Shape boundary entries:
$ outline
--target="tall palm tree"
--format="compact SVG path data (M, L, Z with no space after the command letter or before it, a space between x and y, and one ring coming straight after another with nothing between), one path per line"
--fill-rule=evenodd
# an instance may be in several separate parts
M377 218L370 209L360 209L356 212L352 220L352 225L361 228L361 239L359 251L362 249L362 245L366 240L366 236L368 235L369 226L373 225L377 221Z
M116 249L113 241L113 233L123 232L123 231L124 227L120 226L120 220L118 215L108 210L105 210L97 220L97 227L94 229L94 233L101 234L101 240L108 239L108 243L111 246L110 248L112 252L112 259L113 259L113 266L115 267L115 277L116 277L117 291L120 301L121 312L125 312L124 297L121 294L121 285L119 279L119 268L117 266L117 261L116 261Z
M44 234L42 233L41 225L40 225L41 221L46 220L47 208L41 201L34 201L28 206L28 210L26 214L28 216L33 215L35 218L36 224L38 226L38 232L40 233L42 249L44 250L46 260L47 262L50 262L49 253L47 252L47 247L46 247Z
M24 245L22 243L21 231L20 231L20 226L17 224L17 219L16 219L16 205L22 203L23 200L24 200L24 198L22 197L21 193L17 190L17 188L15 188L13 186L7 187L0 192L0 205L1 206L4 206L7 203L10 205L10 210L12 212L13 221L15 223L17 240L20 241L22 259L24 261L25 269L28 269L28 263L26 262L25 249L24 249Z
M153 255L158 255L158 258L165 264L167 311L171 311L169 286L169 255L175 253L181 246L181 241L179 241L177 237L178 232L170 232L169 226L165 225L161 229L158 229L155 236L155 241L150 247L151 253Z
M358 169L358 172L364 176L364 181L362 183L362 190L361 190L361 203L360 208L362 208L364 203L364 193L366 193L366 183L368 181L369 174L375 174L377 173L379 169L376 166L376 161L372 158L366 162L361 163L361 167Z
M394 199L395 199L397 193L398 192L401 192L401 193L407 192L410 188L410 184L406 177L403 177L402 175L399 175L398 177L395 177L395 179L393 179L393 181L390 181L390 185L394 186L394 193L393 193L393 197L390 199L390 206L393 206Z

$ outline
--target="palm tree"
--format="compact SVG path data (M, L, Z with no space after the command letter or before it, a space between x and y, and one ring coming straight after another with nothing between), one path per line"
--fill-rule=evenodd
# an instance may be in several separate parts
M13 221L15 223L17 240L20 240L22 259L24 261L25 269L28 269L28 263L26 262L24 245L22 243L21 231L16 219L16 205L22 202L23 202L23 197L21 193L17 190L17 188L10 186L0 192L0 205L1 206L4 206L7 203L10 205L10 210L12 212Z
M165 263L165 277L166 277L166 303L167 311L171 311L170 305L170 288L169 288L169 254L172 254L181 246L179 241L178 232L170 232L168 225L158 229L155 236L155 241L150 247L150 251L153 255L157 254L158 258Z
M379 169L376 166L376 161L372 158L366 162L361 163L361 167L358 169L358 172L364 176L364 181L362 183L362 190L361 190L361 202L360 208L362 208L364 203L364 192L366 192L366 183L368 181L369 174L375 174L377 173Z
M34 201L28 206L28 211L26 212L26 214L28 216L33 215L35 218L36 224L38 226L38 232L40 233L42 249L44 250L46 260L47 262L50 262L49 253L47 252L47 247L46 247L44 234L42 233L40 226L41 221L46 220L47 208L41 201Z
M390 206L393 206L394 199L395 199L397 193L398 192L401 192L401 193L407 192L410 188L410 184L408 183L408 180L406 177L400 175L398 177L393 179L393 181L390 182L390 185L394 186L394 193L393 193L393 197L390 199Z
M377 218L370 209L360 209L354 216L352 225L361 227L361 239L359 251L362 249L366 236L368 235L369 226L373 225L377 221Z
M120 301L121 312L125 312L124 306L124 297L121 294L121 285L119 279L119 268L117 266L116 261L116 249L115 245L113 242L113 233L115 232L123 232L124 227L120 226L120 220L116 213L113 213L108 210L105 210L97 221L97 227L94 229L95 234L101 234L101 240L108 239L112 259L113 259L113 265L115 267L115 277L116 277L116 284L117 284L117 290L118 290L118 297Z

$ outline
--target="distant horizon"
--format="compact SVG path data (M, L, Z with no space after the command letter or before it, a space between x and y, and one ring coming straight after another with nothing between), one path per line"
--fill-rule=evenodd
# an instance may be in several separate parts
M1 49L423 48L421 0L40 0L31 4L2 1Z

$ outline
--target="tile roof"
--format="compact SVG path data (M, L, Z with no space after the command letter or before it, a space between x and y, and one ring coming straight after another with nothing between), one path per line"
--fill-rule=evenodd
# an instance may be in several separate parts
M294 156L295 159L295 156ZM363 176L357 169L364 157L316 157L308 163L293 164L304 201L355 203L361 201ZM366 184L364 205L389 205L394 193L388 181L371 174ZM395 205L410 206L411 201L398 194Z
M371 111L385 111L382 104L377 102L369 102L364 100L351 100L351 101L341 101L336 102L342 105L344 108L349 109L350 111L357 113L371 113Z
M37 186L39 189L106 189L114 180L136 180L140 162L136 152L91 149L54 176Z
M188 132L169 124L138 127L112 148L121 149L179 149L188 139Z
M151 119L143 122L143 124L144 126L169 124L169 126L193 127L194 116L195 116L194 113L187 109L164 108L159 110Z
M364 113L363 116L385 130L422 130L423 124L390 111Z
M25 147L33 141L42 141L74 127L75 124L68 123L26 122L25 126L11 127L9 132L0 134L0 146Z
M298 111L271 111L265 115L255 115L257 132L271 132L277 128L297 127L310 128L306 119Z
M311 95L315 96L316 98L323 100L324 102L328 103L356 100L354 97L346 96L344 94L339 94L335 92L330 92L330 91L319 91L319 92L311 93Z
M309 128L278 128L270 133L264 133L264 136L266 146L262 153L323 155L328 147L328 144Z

▶ [WORK TO DO]:
Which lines of the items contain the string "target"? Gather all of them, and count a match only if the letter case is the same.

▶ [SOLUTION TO THIS TASK]:
--target="tall palm tree"
--target="palm tree"
--target="distant horizon"
--target="tile roof"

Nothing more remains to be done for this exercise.